Problem requirements. Look through the lines below and extract each one that contains "gray".

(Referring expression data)

··········

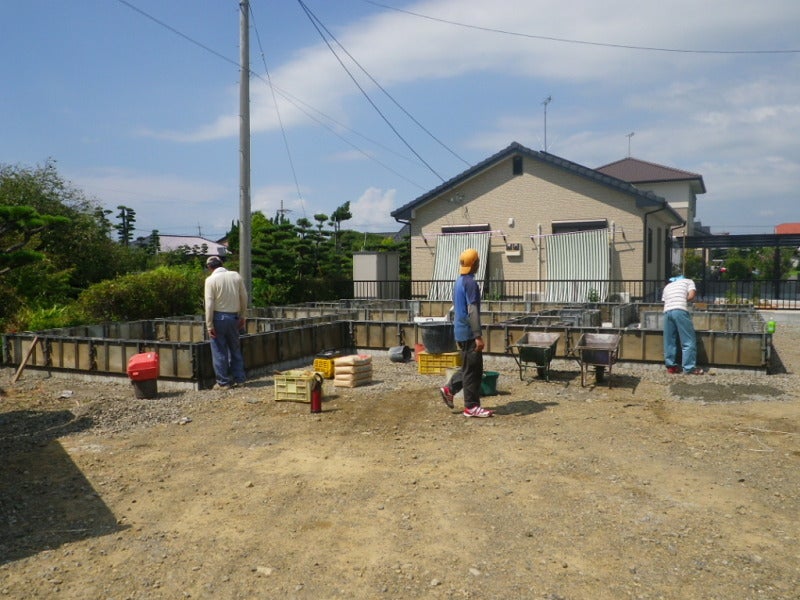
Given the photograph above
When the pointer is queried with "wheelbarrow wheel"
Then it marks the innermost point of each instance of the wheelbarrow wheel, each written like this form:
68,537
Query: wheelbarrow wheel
599,374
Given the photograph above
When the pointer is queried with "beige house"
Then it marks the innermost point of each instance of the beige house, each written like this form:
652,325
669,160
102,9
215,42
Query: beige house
535,216
679,188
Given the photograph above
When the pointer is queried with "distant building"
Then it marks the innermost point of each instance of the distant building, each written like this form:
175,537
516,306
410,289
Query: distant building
787,228
191,245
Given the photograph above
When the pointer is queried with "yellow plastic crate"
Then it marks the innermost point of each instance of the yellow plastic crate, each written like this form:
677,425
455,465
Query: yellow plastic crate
437,364
294,386
325,366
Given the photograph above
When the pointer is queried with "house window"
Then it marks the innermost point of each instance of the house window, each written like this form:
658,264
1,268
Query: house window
478,228
516,165
573,226
659,248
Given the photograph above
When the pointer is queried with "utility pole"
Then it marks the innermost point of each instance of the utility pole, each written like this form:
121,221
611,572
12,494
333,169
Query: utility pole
545,102
244,148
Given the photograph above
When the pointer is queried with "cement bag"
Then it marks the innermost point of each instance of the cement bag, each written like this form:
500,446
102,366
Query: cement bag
351,369
353,359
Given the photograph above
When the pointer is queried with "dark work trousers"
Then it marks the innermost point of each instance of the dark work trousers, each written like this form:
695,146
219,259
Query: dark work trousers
470,376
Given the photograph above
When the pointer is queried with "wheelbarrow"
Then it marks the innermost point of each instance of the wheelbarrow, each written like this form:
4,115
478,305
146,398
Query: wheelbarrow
598,351
535,350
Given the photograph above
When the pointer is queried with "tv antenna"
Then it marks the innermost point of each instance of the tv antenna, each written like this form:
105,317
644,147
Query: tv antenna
545,102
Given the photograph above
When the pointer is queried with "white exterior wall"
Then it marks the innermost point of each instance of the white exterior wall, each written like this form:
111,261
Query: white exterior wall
541,195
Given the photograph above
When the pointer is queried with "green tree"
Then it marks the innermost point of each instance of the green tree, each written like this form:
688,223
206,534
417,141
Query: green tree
127,219
76,251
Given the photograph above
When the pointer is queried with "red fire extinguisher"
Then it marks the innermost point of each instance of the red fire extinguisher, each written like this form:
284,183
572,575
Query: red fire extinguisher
316,394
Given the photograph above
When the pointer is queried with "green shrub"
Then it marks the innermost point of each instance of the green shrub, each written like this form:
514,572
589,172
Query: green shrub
162,292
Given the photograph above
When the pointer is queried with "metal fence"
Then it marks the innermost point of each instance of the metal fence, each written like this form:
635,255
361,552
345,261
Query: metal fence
775,295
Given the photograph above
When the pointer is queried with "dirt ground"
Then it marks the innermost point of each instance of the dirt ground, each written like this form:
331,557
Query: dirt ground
665,486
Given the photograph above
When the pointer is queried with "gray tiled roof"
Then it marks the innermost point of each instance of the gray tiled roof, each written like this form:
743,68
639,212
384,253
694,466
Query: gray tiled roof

··········

Expected answer.
When the pointer is queried with "gray tiled roof"
Then it marks the innermost point of each instance of the gray tiled roof, each written like this form:
Query: gray tiled roof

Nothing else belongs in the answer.